Pointing and labeling entries:
— START —

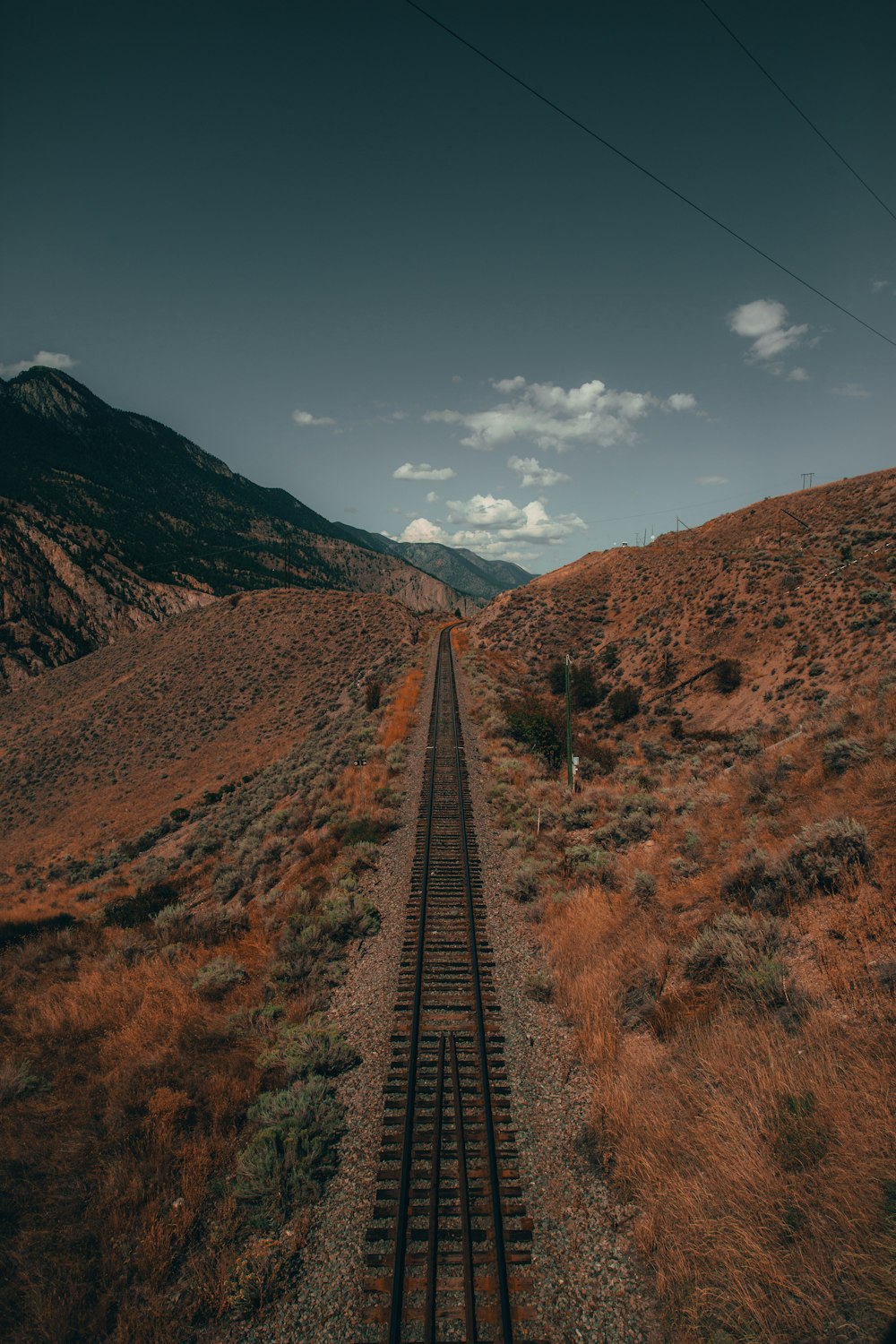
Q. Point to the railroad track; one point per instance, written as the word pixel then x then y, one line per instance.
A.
pixel 449 1236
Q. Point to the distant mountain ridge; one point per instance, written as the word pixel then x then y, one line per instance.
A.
pixel 461 569
pixel 110 521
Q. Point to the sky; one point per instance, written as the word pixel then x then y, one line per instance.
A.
pixel 339 250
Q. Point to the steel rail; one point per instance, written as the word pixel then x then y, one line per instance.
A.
pixel 408 1153
pixel 497 1218
pixel 433 1249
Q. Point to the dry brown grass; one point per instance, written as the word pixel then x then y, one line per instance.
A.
pixel 125 1086
pixel 748 1115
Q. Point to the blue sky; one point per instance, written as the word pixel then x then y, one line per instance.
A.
pixel 330 245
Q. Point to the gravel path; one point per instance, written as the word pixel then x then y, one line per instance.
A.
pixel 584 1271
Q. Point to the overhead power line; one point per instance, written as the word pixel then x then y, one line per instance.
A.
pixel 796 107
pixel 646 172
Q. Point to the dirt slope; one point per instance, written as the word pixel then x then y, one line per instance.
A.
pixel 97 752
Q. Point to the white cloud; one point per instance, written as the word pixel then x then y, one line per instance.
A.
pixel 495 527
pixel 306 418
pixel 45 358
pixel 680 402
pixel 556 417
pixel 532 473
pixel 408 472
pixel 763 324
pixel 421 530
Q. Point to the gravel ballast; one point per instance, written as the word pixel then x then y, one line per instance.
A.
pixel 586 1277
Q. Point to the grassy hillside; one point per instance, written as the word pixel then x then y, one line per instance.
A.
pixel 719 895
pixel 177 902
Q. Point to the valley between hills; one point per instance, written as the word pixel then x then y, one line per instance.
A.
pixel 203 898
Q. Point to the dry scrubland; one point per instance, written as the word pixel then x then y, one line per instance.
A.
pixel 718 900
pixel 166 1105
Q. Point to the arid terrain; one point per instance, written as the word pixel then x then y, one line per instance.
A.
pixel 718 898
pixel 185 843
pixel 183 833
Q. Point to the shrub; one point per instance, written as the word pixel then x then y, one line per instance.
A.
pixel 557 677
pixel 643 886
pixel 841 754
pixel 538 986
pixel 817 860
pixel 293 1155
pixel 530 725
pixel 624 703
pixel 218 978
pixel 129 911
pixel 583 691
pixel 365 831
pixel 373 695
pixel 309 1048
pixel 739 954
pixel 727 675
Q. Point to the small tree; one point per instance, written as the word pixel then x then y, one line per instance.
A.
pixel 727 675
pixel 624 703
pixel 583 693
pixel 557 677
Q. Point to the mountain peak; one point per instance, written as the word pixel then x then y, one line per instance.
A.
pixel 53 392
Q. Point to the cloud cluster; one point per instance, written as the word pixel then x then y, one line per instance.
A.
pixel 556 417
pixel 763 323
pixel 45 358
pixel 495 527
pixel 306 418
pixel 408 472
pixel 532 473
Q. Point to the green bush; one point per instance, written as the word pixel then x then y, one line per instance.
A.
pixel 129 911
pixel 292 1156
pixel 624 703
pixel 311 1048
pixel 218 978
pixel 528 723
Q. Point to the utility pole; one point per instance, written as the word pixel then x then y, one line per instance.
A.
pixel 568 660
pixel 360 765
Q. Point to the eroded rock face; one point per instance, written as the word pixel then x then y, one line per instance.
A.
pixel 110 521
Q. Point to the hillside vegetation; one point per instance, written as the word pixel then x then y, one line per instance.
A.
pixel 180 897
pixel 718 897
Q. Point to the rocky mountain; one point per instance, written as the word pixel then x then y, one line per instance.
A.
pixel 797 590
pixel 458 567
pixel 110 521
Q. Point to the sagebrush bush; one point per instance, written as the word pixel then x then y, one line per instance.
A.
pixel 841 754
pixel 293 1153
pixel 624 703
pixel 739 953
pixel 309 1048
pixel 218 978
pixel 818 860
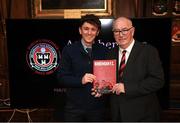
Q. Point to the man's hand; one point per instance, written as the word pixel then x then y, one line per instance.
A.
pixel 95 93
pixel 118 88
pixel 88 77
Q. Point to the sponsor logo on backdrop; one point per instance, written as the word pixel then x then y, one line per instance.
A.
pixel 43 56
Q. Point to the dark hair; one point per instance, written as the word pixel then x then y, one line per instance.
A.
pixel 92 19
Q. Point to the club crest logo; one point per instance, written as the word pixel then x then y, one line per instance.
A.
pixel 43 57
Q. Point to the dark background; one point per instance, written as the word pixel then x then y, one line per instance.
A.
pixel 29 90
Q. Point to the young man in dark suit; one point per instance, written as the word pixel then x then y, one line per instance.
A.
pixel 76 73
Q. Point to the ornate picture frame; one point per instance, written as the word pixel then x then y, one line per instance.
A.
pixel 70 8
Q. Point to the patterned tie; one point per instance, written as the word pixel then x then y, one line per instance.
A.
pixel 122 64
pixel 89 51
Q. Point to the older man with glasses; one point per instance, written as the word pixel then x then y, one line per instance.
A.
pixel 139 77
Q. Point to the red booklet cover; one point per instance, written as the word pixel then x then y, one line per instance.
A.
pixel 105 72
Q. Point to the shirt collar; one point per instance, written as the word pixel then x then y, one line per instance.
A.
pixel 129 48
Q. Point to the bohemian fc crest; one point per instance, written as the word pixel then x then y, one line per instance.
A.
pixel 43 57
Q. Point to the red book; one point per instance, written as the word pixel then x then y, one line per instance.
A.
pixel 105 72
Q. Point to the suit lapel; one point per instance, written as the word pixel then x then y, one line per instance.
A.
pixel 132 57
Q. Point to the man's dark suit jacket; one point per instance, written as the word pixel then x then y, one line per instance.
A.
pixel 142 77
pixel 74 64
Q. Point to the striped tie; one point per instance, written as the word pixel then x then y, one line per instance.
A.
pixel 122 64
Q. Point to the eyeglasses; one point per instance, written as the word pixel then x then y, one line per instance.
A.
pixel 123 31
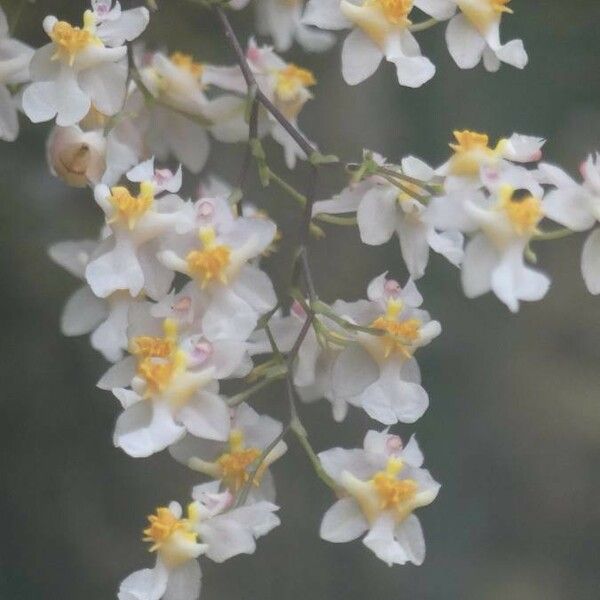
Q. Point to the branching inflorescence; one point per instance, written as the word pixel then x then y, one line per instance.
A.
pixel 118 108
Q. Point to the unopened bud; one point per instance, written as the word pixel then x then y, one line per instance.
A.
pixel 75 156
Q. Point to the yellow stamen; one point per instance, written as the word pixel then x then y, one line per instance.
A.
pixel 395 11
pixel 524 214
pixel 483 13
pixel 71 40
pixel 290 80
pixel 129 208
pixel 472 151
pixel 211 262
pixel 399 335
pixel 146 346
pixel 385 492
pixel 187 63
pixel 234 464
pixel 393 493
pixel 158 373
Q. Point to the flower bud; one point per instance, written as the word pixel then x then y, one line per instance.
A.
pixel 75 156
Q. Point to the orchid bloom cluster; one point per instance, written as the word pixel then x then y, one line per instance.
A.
pixel 173 289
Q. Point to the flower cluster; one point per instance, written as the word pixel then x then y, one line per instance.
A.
pixel 174 291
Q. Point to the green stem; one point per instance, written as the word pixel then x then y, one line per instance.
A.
pixel 324 309
pixel 286 187
pixel 302 437
pixel 335 220
pixel 428 24
pixel 257 387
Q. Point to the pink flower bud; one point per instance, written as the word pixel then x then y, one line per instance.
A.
pixel 75 156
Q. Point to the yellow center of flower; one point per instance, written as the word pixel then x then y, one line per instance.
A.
pixel 163 524
pixel 146 346
pixel 483 13
pixel 234 464
pixel 395 11
pixel 130 208
pixel 524 214
pixel 393 493
pixel 187 63
pixel 159 359
pixel 398 335
pixel 290 80
pixel 70 40
pixel 472 151
pixel 211 262
pixel 172 537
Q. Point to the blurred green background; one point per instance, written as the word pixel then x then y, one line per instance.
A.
pixel 513 431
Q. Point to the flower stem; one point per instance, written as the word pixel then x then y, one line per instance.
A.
pixel 428 24
pixel 558 234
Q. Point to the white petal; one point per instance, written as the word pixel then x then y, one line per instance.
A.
pixel 72 255
pixel 390 399
pixel 119 374
pixel 228 317
pixel 412 453
pixel 146 428
pixel 110 337
pixel 343 522
pixel 325 14
pixel 147 584
pixel 569 207
pixel 39 102
pixel 480 260
pixel 490 61
pixel 409 535
pixel 513 53
pixel 3 24
pixel 377 215
pixel 9 123
pixel 206 416
pixel 380 540
pixel 117 269
pixel 72 103
pixel 360 57
pixel 412 71
pixel 353 371
pixel 524 148
pixel 414 244
pixel 184 582
pixel 448 244
pixel 105 85
pixel 590 262
pixel 438 9
pixel 464 42
pixel 125 29
pixel 82 312
pixel 337 460
pixel 512 281
pixel 255 287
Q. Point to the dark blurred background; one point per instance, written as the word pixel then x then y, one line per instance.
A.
pixel 513 431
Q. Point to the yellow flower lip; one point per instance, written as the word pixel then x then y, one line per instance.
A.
pixel 291 80
pixel 211 262
pixel 472 151
pixel 385 492
pixel 131 208
pixel 171 536
pixel 378 18
pixel 399 335
pixel 524 213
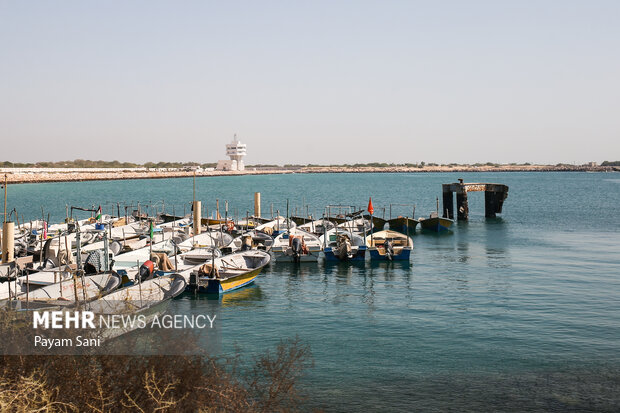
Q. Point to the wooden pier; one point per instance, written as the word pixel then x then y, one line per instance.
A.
pixel 494 197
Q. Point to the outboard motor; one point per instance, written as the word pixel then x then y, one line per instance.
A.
pixel 344 248
pixel 246 243
pixel 146 270
pixel 389 249
pixel 297 248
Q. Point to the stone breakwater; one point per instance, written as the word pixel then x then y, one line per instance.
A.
pixel 47 176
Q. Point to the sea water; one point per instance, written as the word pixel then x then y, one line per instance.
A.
pixel 519 312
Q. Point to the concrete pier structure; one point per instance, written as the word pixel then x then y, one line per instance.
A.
pixel 494 197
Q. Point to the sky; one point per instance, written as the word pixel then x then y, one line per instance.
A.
pixel 324 82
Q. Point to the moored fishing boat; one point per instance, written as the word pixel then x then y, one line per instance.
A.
pixel 389 246
pixel 252 240
pixel 277 226
pixel 358 225
pixel 228 273
pixel 404 225
pixel 149 299
pixel 296 245
pixel 343 245
pixel 87 288
pixel 436 223
pixel 317 227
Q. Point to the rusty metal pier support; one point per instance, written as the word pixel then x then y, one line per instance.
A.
pixel 494 197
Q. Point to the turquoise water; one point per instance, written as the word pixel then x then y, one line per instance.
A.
pixel 516 313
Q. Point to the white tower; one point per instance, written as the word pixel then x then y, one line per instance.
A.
pixel 236 151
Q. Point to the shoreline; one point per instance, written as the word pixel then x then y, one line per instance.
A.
pixel 60 176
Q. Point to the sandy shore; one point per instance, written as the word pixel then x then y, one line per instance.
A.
pixel 39 177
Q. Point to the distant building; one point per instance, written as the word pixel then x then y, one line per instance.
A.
pixel 236 151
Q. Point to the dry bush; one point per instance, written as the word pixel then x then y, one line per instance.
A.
pixel 111 383
pixel 30 394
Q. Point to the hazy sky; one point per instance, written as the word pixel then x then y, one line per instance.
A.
pixel 311 82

— END —

Copy out the records again without any change, everything from the line containing "Q. Point to the wooden" down to the line containing "pixel 297 248", with both of those lines included.

Q. Point to the wooden pier; one point per instance, written as the word pixel then x then y, one line per instance.
A.
pixel 494 197
Q. Point to the outboard motor; one point per instance, written as the word pixel then x then y, one line per instance.
A.
pixel 344 248
pixel 246 243
pixel 146 270
pixel 389 249
pixel 297 248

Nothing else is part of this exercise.